- [PROBLEM SET]
a. According to the abstract on Florida infant record linkage, what was the maximum length of follow-up for an infant?
b. Write the next part of the abstract on Florida infant record linkage, beginning after its final sentence.
DOCUMENT SECTION START
Background: As high-speed computers and sophisticated software packages for data linkage become increasingly available, investigators from nearly every arena are creating massive databases for epidemiologic and comparative effectiveness research (CER). Decisions made during database construction have a major impact on the accuracy and completeness of the data. Considering their potential use in informing health-care decisions, it is vital that we increase transparency of these data, including a thorough understanding of the record linkage strategy implemented and an evaluation of linked and unlinked records so that potential biases can be addressed.
Methods: Our target population included infants born to Florida-resident women from January 1, 1998 through December 31, 2009 with a valid birth certificate record. We used a stepwise deterministic record linkage strategy to link to any and all inpatient, ambulatory, and emergency department hospital visits from birth through December 31, 2010, and to identify deaths that occurred within the first year of life. Thus, each infant was followed up for at least 1 year after birth or until death, up to a maximum of 13 years. We investigated linkage rates and associations between linked status (linked vs unlinked) and a host of maternal and infant demographic and reproductive characteristics, all extracted from the birth certificate files. Bivariate county-level maps were created to describe the impact of both maternal race/ethnicity and maternal nativity on the geographic variation in linkage rates.
DOCUMENT SECTION END
RECORDS START
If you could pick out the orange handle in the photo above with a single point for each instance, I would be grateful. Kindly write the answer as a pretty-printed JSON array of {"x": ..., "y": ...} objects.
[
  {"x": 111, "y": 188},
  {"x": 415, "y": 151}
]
RECORDS END
- [ANSWERS TO THE PROBLEMS]
a. 13 years.

b.
Results: During the 13-year study period, there were 2,549,738 birth certificate records for infants born alive to Florida resident women, and with no indication of an adoption. We were able to link 2,347,738 (92.1 percent) birth certificate records to an infant birth hospitalization record. The highest crude unlinked rates were seen among infants who died during their first year of life (35.9 percent), births in which the documented principal source of payment was "self-pay" (28.1 percent), and infants born to mothers with less than a ninth-grade education (26.0 percent), who were foreign-born (12.9 percent), and who self-identified as Hispanic (12.8 percent). After adjusting for other related and potentially confounding variables, several of these infant and maternal characteristics were associated with increased odds of failure to link infant birth records.
Conclusion: Using a stepwise deterministic linkage approach, we achieved a high linkage rate of several data sources, and produced a reliable, multipurpose database that can be used for observational, comparative effectiveness, and health services research in maternal and child health (MCH) populations. Our findings underscore the importance of evaluating routinely collected health data and increasing clarity regarding the strengths and limitations of linked electronic data sources. The resultant database will be of immense utility to researchers, health planners, and policy makers as well as other stakeholders interested in MCH outcome studies.